TEXT SEGMENT
★ ★ ★

One would think the past and current reality would motivate us to be the greatest protectors of our own health and to be advocates for serious reform and accountability in the Jamaican health care system. Oh, how we need a health care system which responds to the needs of all the population. However, regrettably, most Jamaicans, including our elected officials, are members of the 'Nine-Day Wonder Club'; we talk up a storm as soon as an issue is brought to national attention, but in nine days our pontification ends until the issues again come around to bite us.

If there is anyone in power willing to listen, here are a few suggestions to help improve the health services in Jamaica:

1. The Ministry of Health and Wellness should independently review how outbreaks are managed both at the national level and health care delivery levels. In all the recent epidemics — chikungunya, Zika virus, dengue — the public has found the health system wanting. Stop making excuses, use the opportunity to improve and better the perceived lacklustre, disjointed and confusing response. It is not beyond us to have the 'Jamaica Moves' in how we manage epidemics.

2. Put in the resources to deal with the increased demand at health care facilities. On one hand we have been asking the public to visit the health care facilities, but on the other hand the facilities do not have the resources to deal with the demands.

In my over 10 years of medical practice I have never seen a patient who cares whether the health care provider thinks his/her problem is an emergency or not. Patients care about getting timely and appropriate care. They don't go to the hospital or clinic to have a picnic. We need to stop pretending the facilities always have the resources in diagnosis, treatment, and care to deal with the cases that are turning up for care.

3. Let us take a “all hands-on deck” approach in providing health care. Develop the protocols which will enable the system to mobilise the private sector in our national response to outbreaks through the network of willing medical practitioners. Empower the regional health authorities and local managers to mobilise the resources required to effectively care for their local populations.

It is not acceptable that in a time of crisis only junior staff members are on the front line, while the senior staff are comfortably at home collecting their on-call allowances. Can you imagine the impact on emergency room waiting times if three to five additional doctors each see an additional five to 10 patients per shift?

4. Address the issue of abuse of health care staff. There is no excuse to be abusive or violent towards health care professionals in the exercise of their duties. Security protocols needs to be revised, legislation with stiff penalties should be enacted, and a public education campaign launched to address this issue.

★ ★ ★

YOUR GOAL
Answer from the piece on Jamaica's health care system:
1. Which three recent epidemics does it name?
2. How many years of medical practice does the writer report?
3. What three measures does it propose against abuse of health care staff?

GIVEN DATA
★ ★ ★

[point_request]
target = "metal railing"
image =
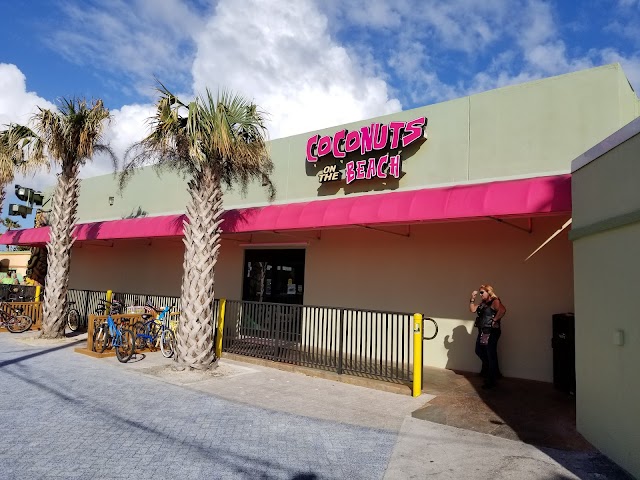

★ ★ ★

TASK SOLUTION
1. Chikungunya, Zika virus, and dengue.
2. Over 10 years.
3. Revising security protocols, enacting legislation with stiff penalties, and launching a public education campaign.